**Record excerpts:**
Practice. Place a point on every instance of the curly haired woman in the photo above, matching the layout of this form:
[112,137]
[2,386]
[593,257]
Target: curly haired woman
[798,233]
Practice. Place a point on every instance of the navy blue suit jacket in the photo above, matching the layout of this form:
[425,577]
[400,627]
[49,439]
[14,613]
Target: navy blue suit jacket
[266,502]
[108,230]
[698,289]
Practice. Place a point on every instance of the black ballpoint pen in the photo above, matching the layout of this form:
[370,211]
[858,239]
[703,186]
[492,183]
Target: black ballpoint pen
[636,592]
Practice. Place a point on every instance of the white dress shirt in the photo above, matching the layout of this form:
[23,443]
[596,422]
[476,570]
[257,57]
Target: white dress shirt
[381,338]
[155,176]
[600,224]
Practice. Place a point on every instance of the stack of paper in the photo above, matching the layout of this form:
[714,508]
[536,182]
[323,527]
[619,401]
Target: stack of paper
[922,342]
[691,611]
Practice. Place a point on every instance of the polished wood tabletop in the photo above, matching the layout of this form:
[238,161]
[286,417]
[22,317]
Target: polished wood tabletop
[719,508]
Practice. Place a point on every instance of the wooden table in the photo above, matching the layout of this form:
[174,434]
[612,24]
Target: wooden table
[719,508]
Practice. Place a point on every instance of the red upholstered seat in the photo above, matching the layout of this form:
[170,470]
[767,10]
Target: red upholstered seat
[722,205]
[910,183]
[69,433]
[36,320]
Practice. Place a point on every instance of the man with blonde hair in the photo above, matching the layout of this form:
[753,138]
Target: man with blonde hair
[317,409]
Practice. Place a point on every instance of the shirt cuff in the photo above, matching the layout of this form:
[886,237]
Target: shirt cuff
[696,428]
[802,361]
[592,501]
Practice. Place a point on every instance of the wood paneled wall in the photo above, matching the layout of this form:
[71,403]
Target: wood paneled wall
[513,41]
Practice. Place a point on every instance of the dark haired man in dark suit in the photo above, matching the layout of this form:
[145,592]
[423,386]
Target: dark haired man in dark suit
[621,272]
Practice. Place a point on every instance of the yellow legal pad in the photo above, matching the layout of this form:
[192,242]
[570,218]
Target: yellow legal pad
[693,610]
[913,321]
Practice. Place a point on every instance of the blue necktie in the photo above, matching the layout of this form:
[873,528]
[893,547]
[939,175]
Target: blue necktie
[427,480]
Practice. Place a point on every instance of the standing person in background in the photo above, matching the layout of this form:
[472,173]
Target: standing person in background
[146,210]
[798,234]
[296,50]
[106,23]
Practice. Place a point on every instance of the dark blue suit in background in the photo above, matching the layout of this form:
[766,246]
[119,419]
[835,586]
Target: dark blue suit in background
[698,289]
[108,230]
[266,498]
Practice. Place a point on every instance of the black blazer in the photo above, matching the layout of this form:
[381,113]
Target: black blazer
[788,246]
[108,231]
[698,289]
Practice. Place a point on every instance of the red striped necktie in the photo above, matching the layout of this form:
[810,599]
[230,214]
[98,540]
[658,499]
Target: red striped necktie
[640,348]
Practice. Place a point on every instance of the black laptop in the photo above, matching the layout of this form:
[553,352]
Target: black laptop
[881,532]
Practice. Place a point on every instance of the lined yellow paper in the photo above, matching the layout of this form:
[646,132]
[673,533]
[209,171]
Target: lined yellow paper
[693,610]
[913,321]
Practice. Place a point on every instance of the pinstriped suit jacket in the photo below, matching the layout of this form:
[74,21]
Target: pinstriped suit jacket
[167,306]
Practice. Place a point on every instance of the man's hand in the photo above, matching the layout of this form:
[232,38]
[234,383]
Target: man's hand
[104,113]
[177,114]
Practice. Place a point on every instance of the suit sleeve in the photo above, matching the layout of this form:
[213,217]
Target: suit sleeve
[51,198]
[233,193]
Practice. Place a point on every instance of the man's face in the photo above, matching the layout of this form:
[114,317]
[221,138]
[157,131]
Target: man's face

**Exercise goal:** Copy out every one of the records above, character for character, without changing anything.

**Solution for this problem:**
Practice. Place a point on every instance of the curly haired woman in the photo above, matching the layout of this form:
[112,137]
[2,386]
[593,257]
Target: curly haired woman
[798,233]
Practice. Place a point on every instance of the navy blue suit jacket in the photo above, matching the layout of this form:
[425,577]
[400,627]
[49,439]
[14,613]
Target: navy blue suit jacket
[266,502]
[108,230]
[698,289]
Practice. Place a point on every instance of the black ballpoint pen in the photo above, matching the layout of this form:
[370,211]
[858,239]
[703,186]
[492,183]
Target: black ballpoint pen
[636,592]
Practice. Place a point on every instance of the white dress shirt in the photo above, matching the layout of this form:
[23,443]
[596,422]
[476,570]
[257,57]
Target: white dress shirt
[381,338]
[155,176]
[600,224]
Practice. Place a point on every instance of the stack of paper in the photo above, matching the layout of this form:
[714,508]
[536,182]
[323,527]
[619,401]
Target: stack of paper
[922,342]
[691,611]
Practice. Place a point on every instance of the polished wood tabletop in the photo above, matching the layout of this form:
[238,161]
[286,417]
[22,317]
Target: polished wood tabletop
[719,508]
Practice. Place a point on every instance of the wooden table in the photo above, matching the layout of this form:
[174,434]
[612,24]
Target: wooden table
[719,508]
Practice. Place a point on every instance of the red upholstered seat in the photo above, matching the layout of this form:
[170,470]
[767,10]
Target: red upholstered seat
[722,205]
[910,183]
[69,433]
[36,320]
Practice. Place a point on every instance of the man with blonde hair in the photo above, matching the layout of this form:
[753,138]
Target: man with blonde hair
[317,409]
Practice. Place a point on every instance of the shirt cuff in the photo above, matching the layout of this form:
[886,237]
Target: shirt cuff
[696,428]
[802,361]
[592,501]
Practice. Place a point on every instance of the wood paneled wall in the photo above, matching the layout of this form:
[71,403]
Target: wood paneled wall
[513,41]
Practice. Place a point on every instance of the dark haired man in dark suit in the photo above, matching the layout of this form:
[145,592]
[423,386]
Target: dark haired man in dark suit
[621,272]
Practice. Place a point on every instance of the yellow legal pad in the photo above, matching the layout of this form:
[192,242]
[570,218]
Target: yellow legal pad
[693,610]
[913,321]
Practice. Place a point on every instance of the blue necktie in the photo above, matching the layout of this form:
[873,528]
[893,547]
[939,175]
Target: blue necktie
[427,480]
Practice. Place a point on every instance of the standing person in background in the photo above, matching the layout of this form:
[472,173]
Target: standing person in background
[146,210]
[798,234]
[296,50]
[106,23]
Practice. Place a point on every instance of the dark blue suit in background in the photo above, matching the layout of this form:
[766,246]
[119,419]
[835,586]
Target: dark blue suit in background
[698,289]
[108,230]
[266,498]
Practice. Place a point on every instance of the black blazer in the photo above, matching the layout of this form:
[381,113]
Target: black blazer
[788,246]
[108,231]
[698,289]
Practice. Place a point on every instance of the red striped necktie in the photo above, matching the layout of this form:
[810,599]
[230,214]
[98,540]
[658,499]
Target: red striped necktie
[640,348]
Practice. Place a point on every instance of the black laptop in the photo above, matching the layout of this form:
[553,352]
Target: black laptop
[881,532]
Practice. Place a point on every instance of the lined yellow paper in the photo above, matching the layout of this form:
[646,132]
[673,533]
[209,171]
Target: lined yellow paper
[693,610]
[913,321]
Practice. Place a point on every instance of the pinstriped suit jacket in the photo below, matching the layout of this form:
[74,21]
Target: pinstriped suit jacket
[167,306]
Practice. Place a point on every instance of the man's hand in the photo above, matching the layout of this form:
[232,38]
[234,383]
Target: man's hand
[104,113]
[177,114]
Practice. Place a point on every instance of the suit sleeve in the photo above, matching the layout of this form:
[213,217]
Target: suit sleeve
[51,198]
[233,193]
Practice. Place a point on every instance of the man's face in the photo above, matching the layout of this form:
[114,317]
[221,138]
[157,131]
Target: man's face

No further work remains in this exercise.